Copy out every line of the records below exactly, leaving the pictures out of your answer.

BEGIN SUPPLIED RECORDS

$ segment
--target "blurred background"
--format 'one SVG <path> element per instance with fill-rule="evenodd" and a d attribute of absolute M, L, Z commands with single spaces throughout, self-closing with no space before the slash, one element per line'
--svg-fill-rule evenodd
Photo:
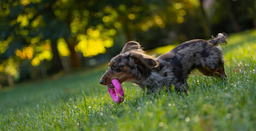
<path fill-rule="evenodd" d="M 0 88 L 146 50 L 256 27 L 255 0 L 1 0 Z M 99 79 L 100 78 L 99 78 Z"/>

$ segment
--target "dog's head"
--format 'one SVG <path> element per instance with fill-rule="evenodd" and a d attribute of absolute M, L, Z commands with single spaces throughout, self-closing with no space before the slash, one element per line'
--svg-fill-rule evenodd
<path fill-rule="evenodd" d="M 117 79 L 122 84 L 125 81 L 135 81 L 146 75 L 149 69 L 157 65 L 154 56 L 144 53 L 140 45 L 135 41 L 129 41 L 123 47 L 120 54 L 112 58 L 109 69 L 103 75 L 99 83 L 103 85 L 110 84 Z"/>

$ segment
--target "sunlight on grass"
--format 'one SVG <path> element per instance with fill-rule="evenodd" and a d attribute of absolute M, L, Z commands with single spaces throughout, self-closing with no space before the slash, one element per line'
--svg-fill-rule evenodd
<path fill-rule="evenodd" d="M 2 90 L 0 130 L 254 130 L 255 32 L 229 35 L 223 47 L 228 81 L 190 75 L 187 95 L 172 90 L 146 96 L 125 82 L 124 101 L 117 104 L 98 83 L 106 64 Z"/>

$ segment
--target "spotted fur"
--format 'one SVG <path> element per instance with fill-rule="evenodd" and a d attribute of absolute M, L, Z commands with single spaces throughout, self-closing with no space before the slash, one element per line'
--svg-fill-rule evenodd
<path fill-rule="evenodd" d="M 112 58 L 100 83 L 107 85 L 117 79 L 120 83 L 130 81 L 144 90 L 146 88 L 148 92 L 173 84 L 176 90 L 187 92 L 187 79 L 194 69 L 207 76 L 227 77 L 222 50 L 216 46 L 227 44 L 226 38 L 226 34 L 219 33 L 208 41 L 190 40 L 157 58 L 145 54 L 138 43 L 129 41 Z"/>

END SUPPLIED RECORDS

EXERCISE RESULT>
$ segment
--target "blurred background"
--format 'one SVG <path> element per instance with fill-rule="evenodd" and a d attribute of absolute M, L, Z commands with single spaces throughout, self-closing with no space before the slash, one element per line'
--svg-fill-rule evenodd
Photo:
<path fill-rule="evenodd" d="M 0 88 L 146 50 L 256 27 L 255 0 L 1 0 Z M 99 79 L 100 78 L 99 78 Z"/>

$ segment
--target "dog's head"
--format 'one SVG <path> element per instance with fill-rule="evenodd" and a d attribute of absolute M, L, Z commands with single spaces throughout, self-closing with no space before the slash, one element per line'
--svg-fill-rule evenodd
<path fill-rule="evenodd" d="M 117 79 L 122 84 L 125 81 L 135 81 L 146 75 L 149 69 L 157 65 L 154 56 L 144 53 L 140 45 L 135 41 L 129 41 L 123 47 L 120 54 L 112 58 L 109 69 L 103 75 L 99 83 L 103 85 L 110 84 Z"/>

$ segment
--target "sunlight on grass"
--format 'one SVG <path> element per instance with fill-rule="evenodd" and a d attribute of absolute M, L, Z commands with single spaces throughout, self-closing with no space before the slash, one element per line'
--svg-fill-rule evenodd
<path fill-rule="evenodd" d="M 2 90 L 0 130 L 254 130 L 255 32 L 229 35 L 223 47 L 228 81 L 190 75 L 187 95 L 172 90 L 146 96 L 125 82 L 124 101 L 117 104 L 98 83 L 106 64 Z"/>

$ segment
--target "spotted fur"
--format 'one SVG <path> element per instance with fill-rule="evenodd" and a d attribute of absolute M, L, Z commands with single spaces throughout, self-closing with no space before the slash, one element per line'
--svg-fill-rule evenodd
<path fill-rule="evenodd" d="M 112 58 L 100 83 L 107 85 L 117 79 L 120 83 L 130 81 L 144 90 L 146 88 L 148 92 L 173 84 L 176 90 L 187 92 L 187 79 L 194 69 L 207 76 L 227 77 L 222 50 L 216 46 L 227 44 L 226 38 L 226 34 L 219 33 L 208 41 L 190 40 L 157 58 L 145 54 L 138 43 L 129 41 Z"/>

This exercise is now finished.